==== Supplied entries ====

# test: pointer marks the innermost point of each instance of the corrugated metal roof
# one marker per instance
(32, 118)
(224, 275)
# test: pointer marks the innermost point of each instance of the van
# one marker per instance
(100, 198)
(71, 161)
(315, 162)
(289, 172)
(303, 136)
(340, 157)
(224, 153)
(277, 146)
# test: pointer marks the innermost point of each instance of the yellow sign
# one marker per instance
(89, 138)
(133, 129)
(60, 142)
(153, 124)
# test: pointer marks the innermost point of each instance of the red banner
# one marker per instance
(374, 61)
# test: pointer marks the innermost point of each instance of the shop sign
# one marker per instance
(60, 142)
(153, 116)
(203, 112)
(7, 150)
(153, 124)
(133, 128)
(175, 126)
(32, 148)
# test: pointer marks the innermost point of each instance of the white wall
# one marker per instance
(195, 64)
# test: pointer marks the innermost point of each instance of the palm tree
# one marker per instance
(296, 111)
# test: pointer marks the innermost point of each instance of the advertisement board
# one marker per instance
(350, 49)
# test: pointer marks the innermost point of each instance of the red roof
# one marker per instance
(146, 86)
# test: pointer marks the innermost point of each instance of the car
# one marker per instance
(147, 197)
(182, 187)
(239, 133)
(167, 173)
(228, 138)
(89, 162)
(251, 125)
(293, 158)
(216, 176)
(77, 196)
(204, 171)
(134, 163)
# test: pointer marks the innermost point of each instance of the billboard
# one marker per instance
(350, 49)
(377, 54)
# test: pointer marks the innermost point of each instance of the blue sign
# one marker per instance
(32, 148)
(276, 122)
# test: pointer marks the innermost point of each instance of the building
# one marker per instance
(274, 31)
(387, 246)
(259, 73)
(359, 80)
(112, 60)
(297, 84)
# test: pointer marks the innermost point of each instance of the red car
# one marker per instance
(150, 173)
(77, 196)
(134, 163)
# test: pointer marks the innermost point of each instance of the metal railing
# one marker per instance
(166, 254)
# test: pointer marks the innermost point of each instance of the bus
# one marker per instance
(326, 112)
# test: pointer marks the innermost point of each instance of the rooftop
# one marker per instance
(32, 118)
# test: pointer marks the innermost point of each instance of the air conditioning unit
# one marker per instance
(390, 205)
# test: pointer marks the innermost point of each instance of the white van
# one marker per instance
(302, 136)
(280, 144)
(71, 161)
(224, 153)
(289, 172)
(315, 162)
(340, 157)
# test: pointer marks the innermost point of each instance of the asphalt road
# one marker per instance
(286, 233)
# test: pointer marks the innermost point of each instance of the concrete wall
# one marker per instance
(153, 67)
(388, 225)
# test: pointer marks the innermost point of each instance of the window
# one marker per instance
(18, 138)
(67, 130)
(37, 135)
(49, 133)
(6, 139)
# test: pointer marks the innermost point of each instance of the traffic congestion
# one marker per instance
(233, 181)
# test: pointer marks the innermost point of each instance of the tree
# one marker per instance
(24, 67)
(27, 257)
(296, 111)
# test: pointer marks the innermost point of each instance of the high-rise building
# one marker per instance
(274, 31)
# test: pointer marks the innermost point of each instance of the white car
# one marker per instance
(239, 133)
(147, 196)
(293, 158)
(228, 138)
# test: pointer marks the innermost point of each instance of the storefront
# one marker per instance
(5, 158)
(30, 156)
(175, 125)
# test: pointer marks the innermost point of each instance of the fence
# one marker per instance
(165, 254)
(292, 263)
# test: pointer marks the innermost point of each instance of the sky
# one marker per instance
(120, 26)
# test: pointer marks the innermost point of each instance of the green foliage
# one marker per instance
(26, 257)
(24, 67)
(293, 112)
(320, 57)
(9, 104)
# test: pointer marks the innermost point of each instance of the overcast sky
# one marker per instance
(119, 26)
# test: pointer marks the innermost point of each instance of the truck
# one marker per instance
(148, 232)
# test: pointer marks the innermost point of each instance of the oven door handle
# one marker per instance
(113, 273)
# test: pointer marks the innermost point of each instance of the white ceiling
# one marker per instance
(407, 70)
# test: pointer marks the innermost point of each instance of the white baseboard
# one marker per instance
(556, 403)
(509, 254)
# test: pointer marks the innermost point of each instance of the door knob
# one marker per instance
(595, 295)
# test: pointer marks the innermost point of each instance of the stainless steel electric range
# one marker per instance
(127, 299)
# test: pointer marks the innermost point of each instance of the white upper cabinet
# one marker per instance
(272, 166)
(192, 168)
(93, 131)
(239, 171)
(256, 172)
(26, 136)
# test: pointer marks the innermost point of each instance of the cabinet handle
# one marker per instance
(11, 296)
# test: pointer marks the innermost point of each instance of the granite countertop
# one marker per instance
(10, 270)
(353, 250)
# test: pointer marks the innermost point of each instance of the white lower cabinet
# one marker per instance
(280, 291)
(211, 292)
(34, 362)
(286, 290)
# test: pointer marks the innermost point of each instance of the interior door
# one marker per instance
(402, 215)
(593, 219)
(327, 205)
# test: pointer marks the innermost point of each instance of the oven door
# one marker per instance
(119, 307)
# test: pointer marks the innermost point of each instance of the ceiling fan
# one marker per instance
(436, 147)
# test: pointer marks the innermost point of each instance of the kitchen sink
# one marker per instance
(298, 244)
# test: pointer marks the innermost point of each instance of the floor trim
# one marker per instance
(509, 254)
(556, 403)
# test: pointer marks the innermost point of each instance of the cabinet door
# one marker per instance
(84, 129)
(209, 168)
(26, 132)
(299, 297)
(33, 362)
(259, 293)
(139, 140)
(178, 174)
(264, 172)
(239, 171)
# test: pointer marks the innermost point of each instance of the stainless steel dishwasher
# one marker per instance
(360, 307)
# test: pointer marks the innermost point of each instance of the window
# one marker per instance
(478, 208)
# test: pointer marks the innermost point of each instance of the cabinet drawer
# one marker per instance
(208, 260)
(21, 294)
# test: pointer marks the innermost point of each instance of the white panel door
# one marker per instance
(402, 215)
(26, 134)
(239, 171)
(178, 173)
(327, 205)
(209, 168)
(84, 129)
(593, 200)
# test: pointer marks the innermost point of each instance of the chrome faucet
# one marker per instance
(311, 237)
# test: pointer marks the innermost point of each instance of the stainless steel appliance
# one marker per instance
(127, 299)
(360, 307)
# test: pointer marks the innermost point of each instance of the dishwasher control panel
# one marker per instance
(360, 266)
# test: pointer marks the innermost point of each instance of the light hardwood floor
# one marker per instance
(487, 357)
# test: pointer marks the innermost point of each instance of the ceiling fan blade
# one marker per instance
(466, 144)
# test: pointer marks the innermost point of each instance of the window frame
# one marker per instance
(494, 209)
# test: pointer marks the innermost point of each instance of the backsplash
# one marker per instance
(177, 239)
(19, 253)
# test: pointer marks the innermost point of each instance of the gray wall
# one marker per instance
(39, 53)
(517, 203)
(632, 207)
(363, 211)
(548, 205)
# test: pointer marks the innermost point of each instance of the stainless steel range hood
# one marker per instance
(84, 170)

====
==== Supplied entries ====

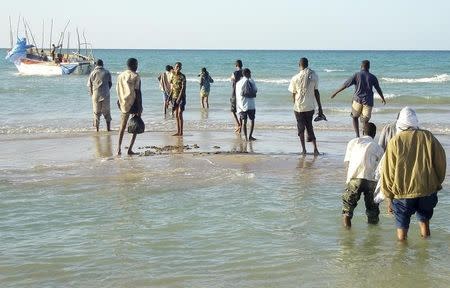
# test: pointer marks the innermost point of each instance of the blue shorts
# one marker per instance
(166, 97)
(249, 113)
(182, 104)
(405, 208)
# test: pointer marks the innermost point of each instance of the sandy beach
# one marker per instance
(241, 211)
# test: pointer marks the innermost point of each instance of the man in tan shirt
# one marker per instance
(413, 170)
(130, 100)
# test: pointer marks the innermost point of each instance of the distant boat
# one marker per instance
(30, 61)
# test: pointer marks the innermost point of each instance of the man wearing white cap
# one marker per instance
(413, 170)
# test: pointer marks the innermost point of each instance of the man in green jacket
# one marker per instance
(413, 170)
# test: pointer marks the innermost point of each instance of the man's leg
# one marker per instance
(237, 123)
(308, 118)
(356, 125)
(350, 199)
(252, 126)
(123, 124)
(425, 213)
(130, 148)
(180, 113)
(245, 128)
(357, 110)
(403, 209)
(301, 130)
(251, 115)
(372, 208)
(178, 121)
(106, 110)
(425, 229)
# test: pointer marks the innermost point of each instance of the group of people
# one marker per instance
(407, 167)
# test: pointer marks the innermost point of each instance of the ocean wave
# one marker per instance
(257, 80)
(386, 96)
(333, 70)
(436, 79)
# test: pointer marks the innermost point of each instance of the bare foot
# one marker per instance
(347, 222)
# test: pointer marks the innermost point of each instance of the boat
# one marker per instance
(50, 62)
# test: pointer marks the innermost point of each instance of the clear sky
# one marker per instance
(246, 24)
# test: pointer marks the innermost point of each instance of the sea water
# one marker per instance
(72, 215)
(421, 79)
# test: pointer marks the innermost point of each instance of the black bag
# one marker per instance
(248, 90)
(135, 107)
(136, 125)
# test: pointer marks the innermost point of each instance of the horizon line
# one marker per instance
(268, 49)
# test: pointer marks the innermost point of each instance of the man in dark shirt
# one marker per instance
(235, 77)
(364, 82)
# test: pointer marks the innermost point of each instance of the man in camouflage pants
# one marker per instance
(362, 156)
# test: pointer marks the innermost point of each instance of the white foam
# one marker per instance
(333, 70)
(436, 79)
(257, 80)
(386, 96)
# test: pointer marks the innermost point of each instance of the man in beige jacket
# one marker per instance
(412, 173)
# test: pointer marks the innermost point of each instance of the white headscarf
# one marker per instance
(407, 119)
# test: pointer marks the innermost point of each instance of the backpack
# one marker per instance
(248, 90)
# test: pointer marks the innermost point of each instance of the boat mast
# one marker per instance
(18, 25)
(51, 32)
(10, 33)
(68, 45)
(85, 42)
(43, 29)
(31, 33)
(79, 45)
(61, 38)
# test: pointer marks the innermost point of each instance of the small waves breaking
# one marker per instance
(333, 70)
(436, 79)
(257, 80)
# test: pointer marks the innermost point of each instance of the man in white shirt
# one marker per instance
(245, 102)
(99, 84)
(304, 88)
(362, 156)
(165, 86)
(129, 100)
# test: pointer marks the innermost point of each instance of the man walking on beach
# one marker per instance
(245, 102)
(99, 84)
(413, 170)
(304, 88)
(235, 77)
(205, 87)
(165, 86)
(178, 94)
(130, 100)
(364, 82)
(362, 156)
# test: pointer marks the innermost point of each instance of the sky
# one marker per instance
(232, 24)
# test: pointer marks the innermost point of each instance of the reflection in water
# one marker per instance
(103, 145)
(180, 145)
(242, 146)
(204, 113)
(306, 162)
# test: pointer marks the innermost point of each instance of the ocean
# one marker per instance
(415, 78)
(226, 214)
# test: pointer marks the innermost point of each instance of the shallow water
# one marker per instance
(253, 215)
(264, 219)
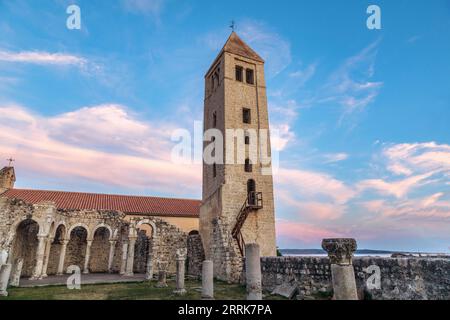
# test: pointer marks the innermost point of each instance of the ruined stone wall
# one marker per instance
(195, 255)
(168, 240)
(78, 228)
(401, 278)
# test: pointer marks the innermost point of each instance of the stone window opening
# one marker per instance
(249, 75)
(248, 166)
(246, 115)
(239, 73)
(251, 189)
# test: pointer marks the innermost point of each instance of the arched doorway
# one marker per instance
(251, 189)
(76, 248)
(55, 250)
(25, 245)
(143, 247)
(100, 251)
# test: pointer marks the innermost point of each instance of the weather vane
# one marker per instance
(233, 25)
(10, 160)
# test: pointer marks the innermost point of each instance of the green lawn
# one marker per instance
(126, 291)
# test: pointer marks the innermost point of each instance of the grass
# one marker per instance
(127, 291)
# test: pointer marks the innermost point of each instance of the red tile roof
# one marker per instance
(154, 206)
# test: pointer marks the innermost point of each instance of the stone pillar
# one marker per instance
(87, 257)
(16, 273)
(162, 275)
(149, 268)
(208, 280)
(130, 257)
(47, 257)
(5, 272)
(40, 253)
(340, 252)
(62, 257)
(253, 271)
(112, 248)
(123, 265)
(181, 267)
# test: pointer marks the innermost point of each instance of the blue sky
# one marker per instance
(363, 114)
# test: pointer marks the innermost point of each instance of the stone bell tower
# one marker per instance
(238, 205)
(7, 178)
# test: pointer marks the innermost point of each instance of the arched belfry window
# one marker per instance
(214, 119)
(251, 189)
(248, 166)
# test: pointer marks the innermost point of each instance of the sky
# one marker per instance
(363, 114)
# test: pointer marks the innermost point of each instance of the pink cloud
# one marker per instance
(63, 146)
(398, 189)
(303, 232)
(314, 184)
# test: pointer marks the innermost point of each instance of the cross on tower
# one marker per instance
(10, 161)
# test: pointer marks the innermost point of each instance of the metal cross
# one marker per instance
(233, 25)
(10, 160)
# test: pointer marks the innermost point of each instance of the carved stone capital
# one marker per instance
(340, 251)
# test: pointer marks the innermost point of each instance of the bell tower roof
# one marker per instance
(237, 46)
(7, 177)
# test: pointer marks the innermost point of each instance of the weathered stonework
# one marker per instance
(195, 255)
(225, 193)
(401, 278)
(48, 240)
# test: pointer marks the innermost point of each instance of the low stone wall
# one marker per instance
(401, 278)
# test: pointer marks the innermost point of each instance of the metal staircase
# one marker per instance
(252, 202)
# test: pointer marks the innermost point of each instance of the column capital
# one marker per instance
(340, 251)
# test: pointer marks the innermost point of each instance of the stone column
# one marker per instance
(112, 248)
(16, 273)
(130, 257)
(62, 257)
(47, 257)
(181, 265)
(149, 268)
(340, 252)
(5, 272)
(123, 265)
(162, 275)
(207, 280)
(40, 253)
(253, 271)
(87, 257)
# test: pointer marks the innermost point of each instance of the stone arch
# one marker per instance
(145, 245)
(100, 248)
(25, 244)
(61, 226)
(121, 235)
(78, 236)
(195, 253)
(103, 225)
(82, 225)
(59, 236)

====

#### [Aim]
Collect every line in the dataset items above that contains the word "range". Case counts.

#### [Exercise response]
# test: pointer marks the innermost point of each instance of the stainless steel electric range
# test: pointer marks the innermost point of each instance of the stainless steel range hood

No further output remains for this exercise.